BEGIN EXCERPTED PASSAGE

FINAL PROJECT
Final Project
In the world of football, many people believe that left footed players are more talented than right footed players. Sparked by players like Lionel Messi and Diego Maradona, this widespread hypothesis that “lefties” are better on average compared to “righties” is valid for many of the best players of all time. But is this claim true across all players around the world, or is it simply a myth extrapolated from only the legends of the game?
It is common knowledge that it is more common to be right footed than left footed, with recent studies saying that only 8.2% of the world’s population is left-footed, but are people using this statistic to assume the rarity of being left footed makes a player more valuable? [^1]
To figure out if lefties are better than righties, we are going to analyze the validity of the claim (alternative hypothesis) that the mean market value of left footed players is greater than the mean market value of right footed players around the world. Instead of using goals scored or passes completed as our variable, we will be using the mean market value in euros because this is a better measure of the overall quality of a player that is consistent across all positions on the field; it is unfair to compare the number of goals scored by a defender to the amount scored by a forward.
We have data from the big 5 leagues in Europe: the English Premier League in England, the Bundesliga in Germany, Ligue 1 in France, Serie A in Italy, and La Liga in Spain. This will be our sample, including 3395 players that are either left or right footed. The source of this data is the worldfootballR database and, more specifically, Transfermarkt.
DATA WRANGLING
Let’s consolidate our dataset from the big 5 leagues in Europe to only include the variables relevant to our analysis: country, player names, preferred foot, market value, player position, and age. In order to find the mean market value for left and right footed players, we must get rid of the NAs in our specific variables of interest: player_foot and player_market_value_euro and adjust the player market value units to be in thousands of euros.
Also, we are not interested in the players who are listed as “both” footed. Since we must compare the mean value of left vs right footed players, ambidextrous players must be eliminated from our sample.
DESCRIPTIVE STATISTICS & DATA VISUALIZATION
First, let’s take a look at the distribution of the players’ preferred feet across the big 5 leagues, ignoring player value for now.
The above barplot illustrates how similar each distribution of preferred foot is across the 5 leagues, since there are at least twice as many right footed players than left footed players in each league. Therefore, we can conclude that there are roughly the same proportion of right and left footed players across these countries. The below histogram of player value across the big 5 leagues shows how each distribution is very skewed right with nearly all of the players clustered between 0 and 25000 thousand euros with a few high outliers. This allows us to assume that the country a player is in is not a confounding variable that affects the relationship between market value and preferred foot.
-----
Before we dive deeper, let’s analyze the distribution of player market value by player age.
| player_foot | mean_age | std_dev_age | na.rm |
|---|---|---|---|
| left | 25.233 | 4.543 | TRUE |
| right | 25.581 | 4.860 | TRUE |
| cor |
|---|
| -0.017 |
The purpose of the above scatterplot is to show the distribution of player value acorss the different ages of players. The players that are worth the most tend to be around the same age, around 25 years old, regardless of what foot they prefer. Because the distributions of player value across all ages for left and right footed players are very similar - mean around 25 years old with a standard deviation of about 4.5 years - we can assume that the age of players is not a significant confounding variable in the relationship between player value and preferred foot. The correlation between player market value and player age of -0.017 is very close to 0 which confirms this assumption by saying that there is a very weak negative linear relationship between player value and player age. Although players tend to have a slightly lower market value as they get older, when seeing if players tend to be worth the same amount depending on what foot they prefer, we can ignore what age they are for the purpose of this analysis.

END EXCERPTED PASSAGE
BEGIN DATA PROVIDED

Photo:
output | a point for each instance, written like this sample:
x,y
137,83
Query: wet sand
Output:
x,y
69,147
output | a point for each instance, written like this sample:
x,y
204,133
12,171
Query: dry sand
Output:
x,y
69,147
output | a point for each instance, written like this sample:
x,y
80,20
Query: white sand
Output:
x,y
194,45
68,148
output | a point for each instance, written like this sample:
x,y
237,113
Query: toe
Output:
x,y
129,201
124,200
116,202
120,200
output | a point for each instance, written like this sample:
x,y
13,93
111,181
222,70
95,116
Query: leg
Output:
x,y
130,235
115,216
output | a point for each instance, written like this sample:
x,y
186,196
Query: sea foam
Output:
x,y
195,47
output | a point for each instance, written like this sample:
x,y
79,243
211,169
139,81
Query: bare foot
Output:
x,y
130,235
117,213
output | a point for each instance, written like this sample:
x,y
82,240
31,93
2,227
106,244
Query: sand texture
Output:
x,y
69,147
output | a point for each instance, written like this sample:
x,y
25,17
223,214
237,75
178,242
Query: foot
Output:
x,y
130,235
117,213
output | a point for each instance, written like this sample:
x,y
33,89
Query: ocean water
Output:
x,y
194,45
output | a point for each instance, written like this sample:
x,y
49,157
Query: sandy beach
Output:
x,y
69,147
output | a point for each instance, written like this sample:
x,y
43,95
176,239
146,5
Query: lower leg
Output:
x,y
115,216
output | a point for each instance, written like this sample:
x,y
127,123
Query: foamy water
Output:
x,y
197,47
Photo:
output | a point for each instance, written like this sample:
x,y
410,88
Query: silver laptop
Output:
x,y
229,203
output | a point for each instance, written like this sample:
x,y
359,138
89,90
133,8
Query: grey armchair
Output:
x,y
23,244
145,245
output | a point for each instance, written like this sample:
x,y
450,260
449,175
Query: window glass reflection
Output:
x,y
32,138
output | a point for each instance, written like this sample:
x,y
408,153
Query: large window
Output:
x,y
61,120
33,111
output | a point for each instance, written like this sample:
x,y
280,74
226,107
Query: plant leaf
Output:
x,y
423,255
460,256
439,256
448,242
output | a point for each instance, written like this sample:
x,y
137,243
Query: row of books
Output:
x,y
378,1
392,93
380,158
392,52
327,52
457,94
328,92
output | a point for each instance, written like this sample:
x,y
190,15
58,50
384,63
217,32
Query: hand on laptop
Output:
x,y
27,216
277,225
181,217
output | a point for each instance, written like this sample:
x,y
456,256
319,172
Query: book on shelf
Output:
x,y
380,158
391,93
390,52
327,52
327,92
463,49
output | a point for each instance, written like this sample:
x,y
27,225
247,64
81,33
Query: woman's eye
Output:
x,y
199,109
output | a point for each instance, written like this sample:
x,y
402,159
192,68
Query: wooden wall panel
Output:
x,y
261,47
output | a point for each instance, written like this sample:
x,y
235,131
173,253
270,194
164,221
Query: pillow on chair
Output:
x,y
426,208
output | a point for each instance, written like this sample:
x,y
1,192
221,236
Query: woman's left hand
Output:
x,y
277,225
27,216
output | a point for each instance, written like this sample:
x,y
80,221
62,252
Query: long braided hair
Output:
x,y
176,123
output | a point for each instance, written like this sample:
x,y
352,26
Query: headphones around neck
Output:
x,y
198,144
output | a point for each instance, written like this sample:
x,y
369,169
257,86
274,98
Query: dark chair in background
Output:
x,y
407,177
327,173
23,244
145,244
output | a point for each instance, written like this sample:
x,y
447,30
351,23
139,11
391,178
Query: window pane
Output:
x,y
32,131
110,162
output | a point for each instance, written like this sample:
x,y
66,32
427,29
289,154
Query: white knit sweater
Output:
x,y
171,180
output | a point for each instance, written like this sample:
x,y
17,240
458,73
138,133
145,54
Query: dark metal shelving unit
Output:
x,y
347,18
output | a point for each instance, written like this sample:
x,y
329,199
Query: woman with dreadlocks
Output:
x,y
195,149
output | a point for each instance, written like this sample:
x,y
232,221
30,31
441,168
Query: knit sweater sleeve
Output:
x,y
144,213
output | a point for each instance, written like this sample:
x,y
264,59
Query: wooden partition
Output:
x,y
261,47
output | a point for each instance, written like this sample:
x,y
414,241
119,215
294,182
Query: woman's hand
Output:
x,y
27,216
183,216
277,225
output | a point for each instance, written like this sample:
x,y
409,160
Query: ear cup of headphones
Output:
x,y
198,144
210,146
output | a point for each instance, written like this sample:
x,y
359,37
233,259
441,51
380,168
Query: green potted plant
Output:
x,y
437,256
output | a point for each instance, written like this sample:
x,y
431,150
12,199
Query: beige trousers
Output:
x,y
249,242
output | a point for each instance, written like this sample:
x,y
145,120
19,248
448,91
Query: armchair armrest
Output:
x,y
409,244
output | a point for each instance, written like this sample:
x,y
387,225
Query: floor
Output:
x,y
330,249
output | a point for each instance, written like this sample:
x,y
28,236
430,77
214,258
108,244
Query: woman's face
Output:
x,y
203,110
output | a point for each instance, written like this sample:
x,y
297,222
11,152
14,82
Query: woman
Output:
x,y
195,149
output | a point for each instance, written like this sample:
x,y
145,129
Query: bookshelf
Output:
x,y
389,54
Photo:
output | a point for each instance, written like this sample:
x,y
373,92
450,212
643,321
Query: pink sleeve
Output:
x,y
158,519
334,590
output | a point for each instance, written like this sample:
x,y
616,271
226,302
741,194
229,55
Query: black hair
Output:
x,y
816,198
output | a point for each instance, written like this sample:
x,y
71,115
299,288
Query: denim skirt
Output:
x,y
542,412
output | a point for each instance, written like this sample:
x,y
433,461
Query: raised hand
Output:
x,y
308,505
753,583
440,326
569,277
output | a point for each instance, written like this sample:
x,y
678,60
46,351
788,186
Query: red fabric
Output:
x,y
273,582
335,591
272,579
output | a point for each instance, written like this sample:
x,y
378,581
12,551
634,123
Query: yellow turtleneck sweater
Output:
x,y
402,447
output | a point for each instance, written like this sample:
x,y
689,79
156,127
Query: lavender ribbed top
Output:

END DATA PROVIDED

ACTIONS TO TAKE:
- a) In the football project, what percentage of the world's population is left-footed according to recent studies?
- b) Write out the part of the football project starting with "Also, we are" and going on through "value for now.".
- c) Pick up the football project after its last sentence and keep writing.

EXPECTED OUTPUTS:
- a) 8.2%

- b)
Also, we are not interested in the players who are listed as “both” footed. Since we must compare the mean value of left vs right footed players, ambidextrous players must be eliminated from our sample.
DESCRIPTIVE STATISTICS & DATA VISUALIZATION
First, let’s take a look at the distribution of the players’ preferred feet across the big 5 leagues, ignoring player value for now.

- c)
-----
Next, let’s display the distribution of player market value by preferred foot in our sample of the big 5 European leagues.
Since we already established that there are far more right footed players than left across these 5 countries, we can ignore the difference in count between the 2 graphs and only focus on the shape of the distribution. It makes sense that both of the above distributions of player value are skewed right with the majority of players worth between 0 and 25,000 thousand euros because only the best, standout players are worth more than 50,000 thousand euros. There appears to be high outliers for both left and right footed players.
| player_foot | mean_value | std_dev_value | na.rm |
|---|---|---|---|
| left | 8279.790 | 13613.67 | TRUE |
| right | 8088.686 | 13644.50 | TRUE |
The above boxplot also shows the distribution of player value by preferred foot for all players in the big 5 leagues, just like the histogram. At first glance, the above boxplot shows similar results - the distribution of player value between left and right footed players for all players across the big 5 leagues has roughly the same mean (8279.79 thousand euros for left footed players and 8088.686 for right footed players) and roughly the same standard deviation (13613.67 for left footed players and 13644.50 for right footed players). However, we can begin to see in the boxplot that the mean of the distribution of player market value for lefties is slightly higher than the mean for righties in our sample, but is this difference statistically significant so we can generalize it to the entire world?
And if you were wondering, the high outlier for right footed players is Kylian Mbappe with a market value of 160,000 thousand euros.
In our sample of 3395 players across the big 5 European leagues, our observed mean market player for lefties is 8279.79 thousand euros, and 8088.686 thousand euros for righties. Therefore, our observed difference in mean market value (left-right) is 8279.79-8088.686 = 191.103 thousand euros.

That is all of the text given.